§ Goal: Reproduce every line of the material below word for word, omitting the pictures from your response.
──────── Supplied data ────────
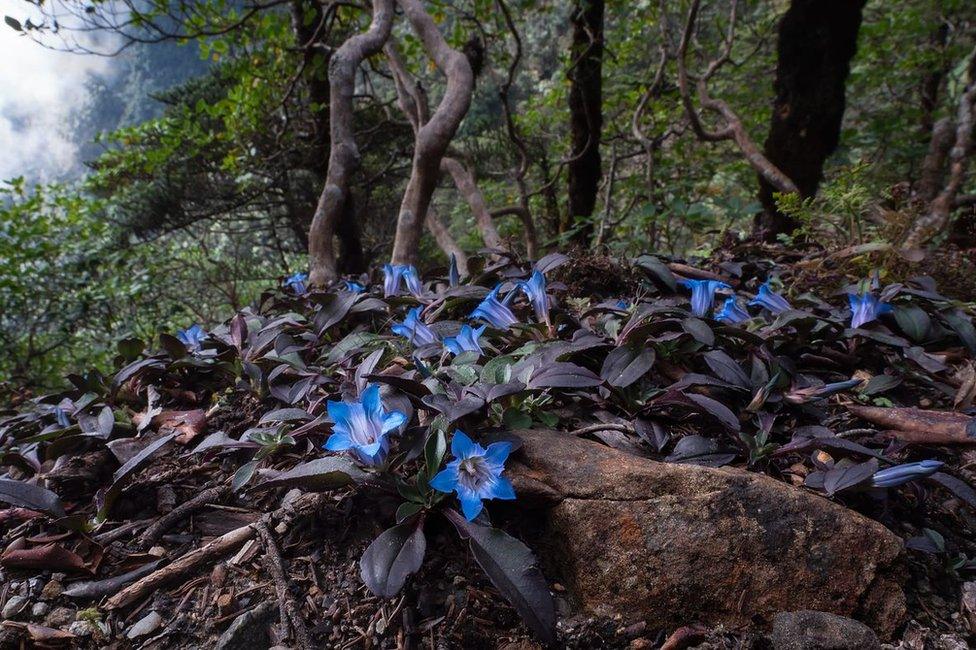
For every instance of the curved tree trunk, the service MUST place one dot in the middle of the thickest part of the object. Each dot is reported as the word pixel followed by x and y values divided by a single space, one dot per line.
pixel 586 116
pixel 434 136
pixel 343 153
pixel 817 40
────────
§ Solved exercise:
For every instance of the curved tree trunk, the service MUST place one dot in the middle of the thickest part of the object. Each dot is reported as the word pixel followed by x and y values divided by a single space, one dot per line.
pixel 586 116
pixel 434 136
pixel 343 153
pixel 817 40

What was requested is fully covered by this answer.